[Stored items from a collection]
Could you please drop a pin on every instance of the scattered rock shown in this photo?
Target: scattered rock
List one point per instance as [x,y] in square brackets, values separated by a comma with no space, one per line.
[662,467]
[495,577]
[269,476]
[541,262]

# About this task:
Write the records out once more, word for word.

# Task response:
Could you please drop a pin on every instance of the scattered rock shown in this photo?
Target: scattered rock
List one point per instance as [x,y] in square brackets, values separated by a comma with no space, one per line.
[662,467]
[495,577]
[269,476]
[541,262]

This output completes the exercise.